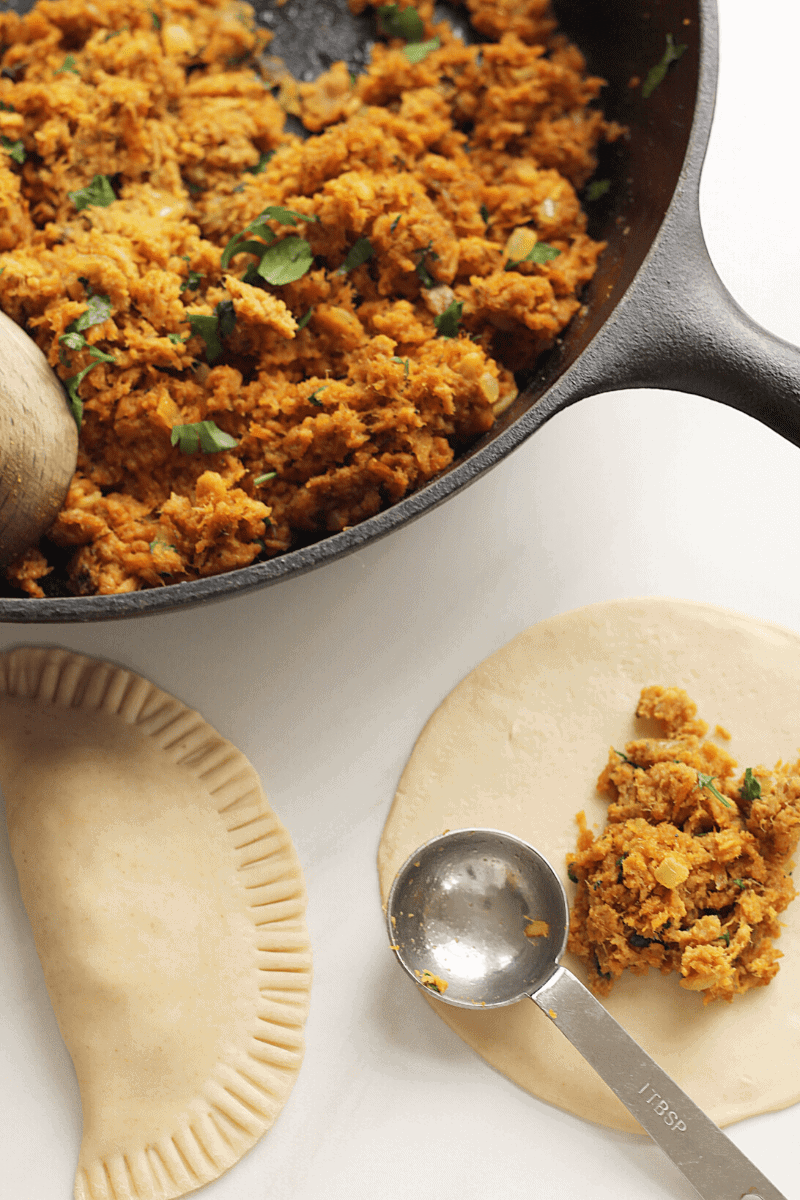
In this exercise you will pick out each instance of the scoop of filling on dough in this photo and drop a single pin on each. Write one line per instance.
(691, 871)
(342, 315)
☆ ☆ ☆ ☆ ☆ ☆ ☆
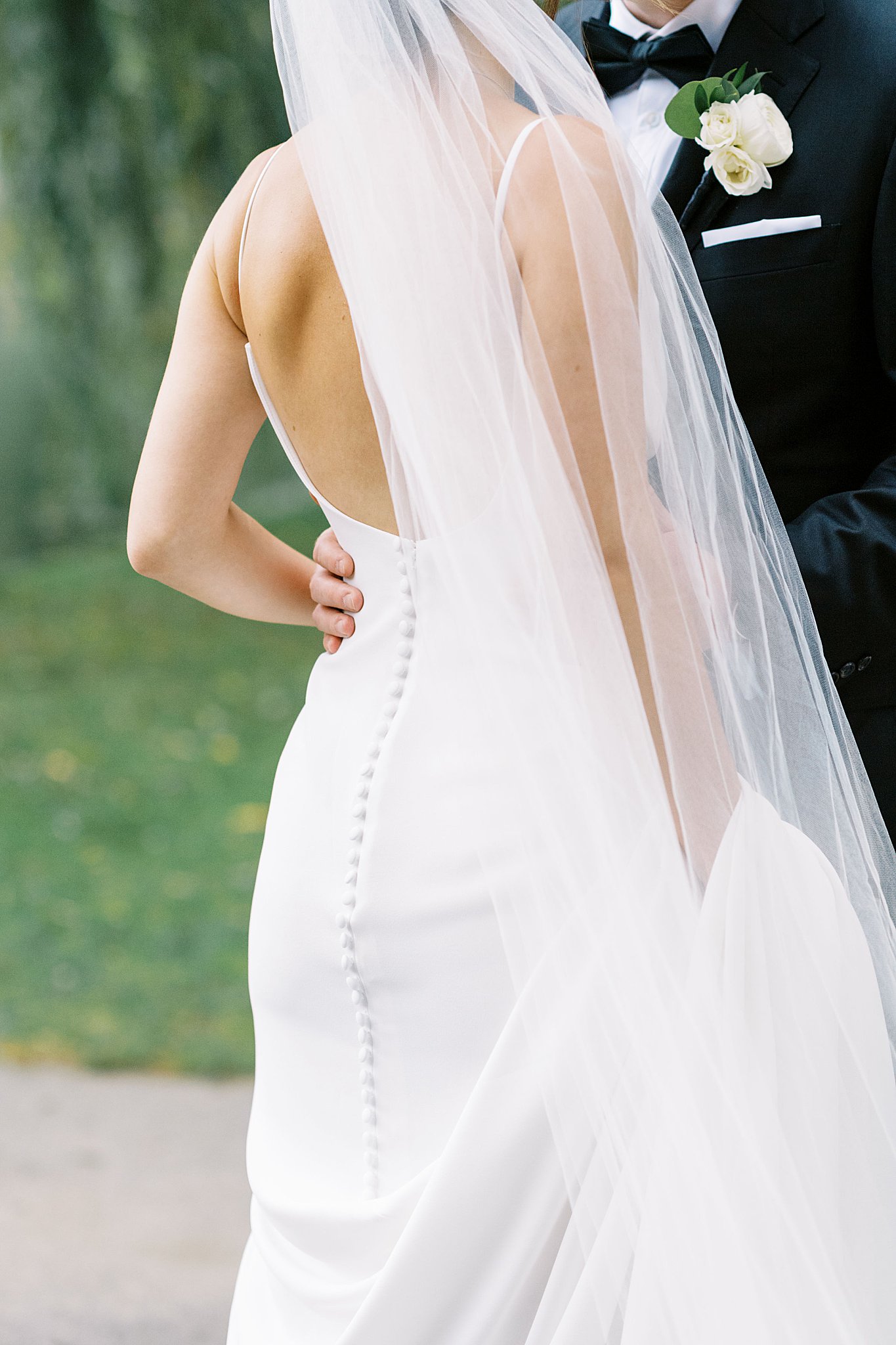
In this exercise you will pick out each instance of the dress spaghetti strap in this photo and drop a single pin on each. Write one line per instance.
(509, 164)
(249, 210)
☆ ☆ ☆ ☆ ☆ ☆ ☆
◆ Prompt ◆
Show every row of the entries above that contains the word "line", copied in full.

◆ Exercise output ◆
In this exercise you will pick out each instance of the scoop of filling on dough in this photo and drop a single pin on each. Write one line per instance.
In this exercise you will pick out each instance of the dress spaghetti strap in this photo and drop a single pin on each. Write one line per instance.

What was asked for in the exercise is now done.